--- start PAGE EXTRACT ---

The DTI has published a Consultative Document on Directors' Remuneration, building on the 1995 Greenbury Report and the more recent Combined Code, to ensure that companies comply with the best practice principles of remuneration, namely: accountability, transparency and performance linkage. The Government intends to enact the necessary legislation before the end of July this year.
The new corporate governance requirements will apply to all UK incorporated companies quoted on the London Stock Exchange, a European exchange, the NYSE or NASDAQ (but not AIM).
The key effects on quoted companies will be that for accounting periods ending on or after 31 December 2002 (ie from 1 January 2002 onwards) they will be required to:
- publish an annual report on directors' remuneration, disclosing amongst other things details of each individual director's remuneration, share incentives and performance targets.
- put the report to a shareholders' vote at the AGM (although the outcome of the vote will be advisory rather than mandatory).
The Government's intention is that matters concerning directors' remuneration in 2002 will need to be reported in 2003.

--- end PAGE EXTRACT ---
--- start ENTRIES SUPPLIED ---

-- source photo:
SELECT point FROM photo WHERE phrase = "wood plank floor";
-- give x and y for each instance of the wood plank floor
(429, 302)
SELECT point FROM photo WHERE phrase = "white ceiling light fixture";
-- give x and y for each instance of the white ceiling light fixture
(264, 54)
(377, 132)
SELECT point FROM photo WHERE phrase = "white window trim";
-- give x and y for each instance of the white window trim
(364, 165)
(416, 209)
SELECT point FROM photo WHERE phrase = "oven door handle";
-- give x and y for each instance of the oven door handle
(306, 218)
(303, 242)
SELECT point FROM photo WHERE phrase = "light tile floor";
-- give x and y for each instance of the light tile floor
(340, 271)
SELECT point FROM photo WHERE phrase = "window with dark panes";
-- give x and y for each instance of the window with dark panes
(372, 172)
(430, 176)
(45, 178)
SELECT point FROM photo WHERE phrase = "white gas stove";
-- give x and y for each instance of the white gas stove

--- end ENTRIES SUPPLIED ---
--- start ENTRIES SUPPLIED ---

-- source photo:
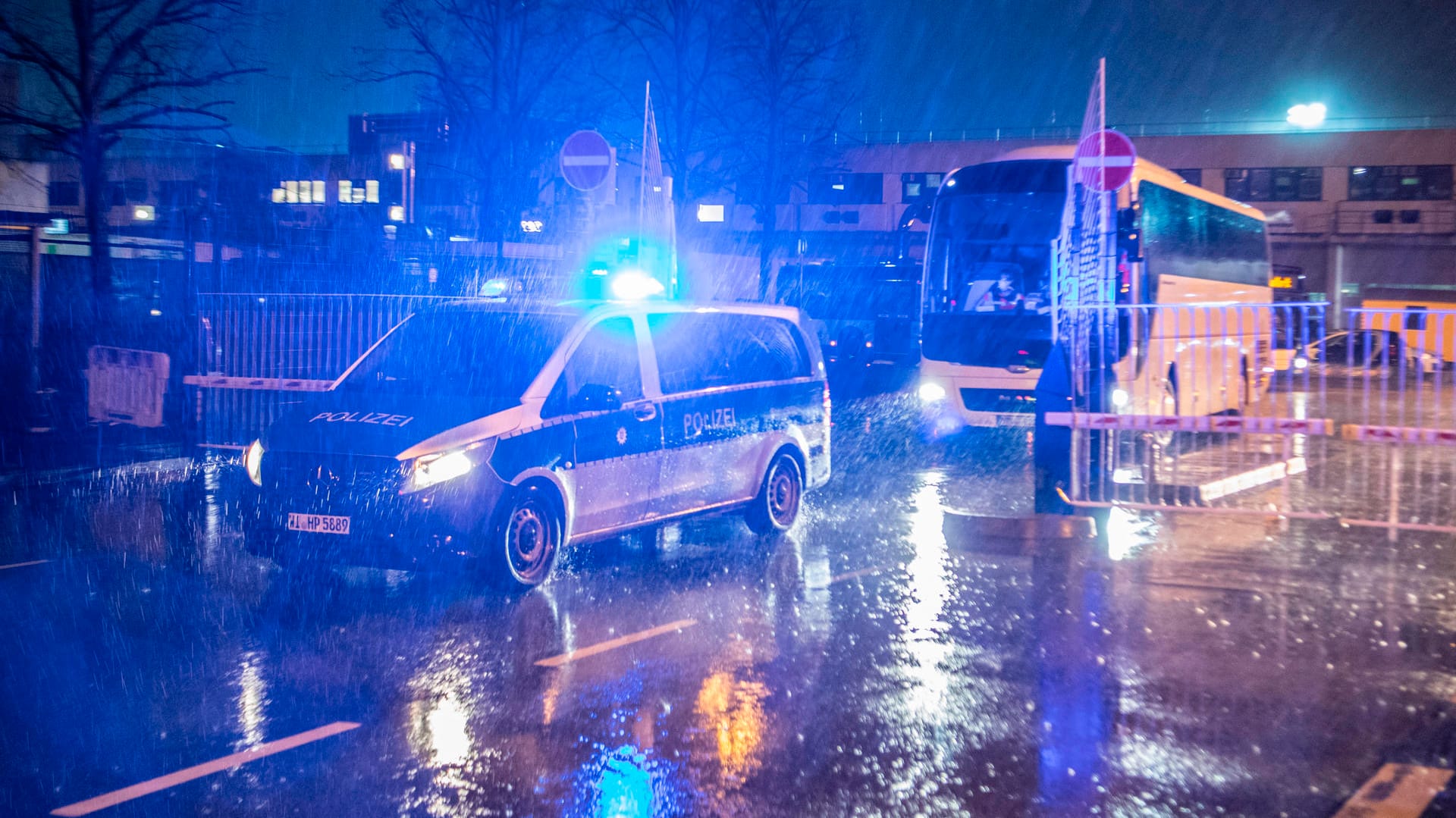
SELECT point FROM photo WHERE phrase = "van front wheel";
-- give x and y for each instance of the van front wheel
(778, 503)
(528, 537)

--- end ENTRIES SUPPLIED ---

-- BRIEF --
From the passage on directors' remuneration, extract the text from "The new corporate" up to and including "(but not AIM).", copying it word for word. The lines aren't needed here.

-- REPLY --
The new corporate governance requirements will apply to all UK incorporated companies quoted on the London Stock Exchange, a European exchange, the NYSE or NASDAQ (but not AIM).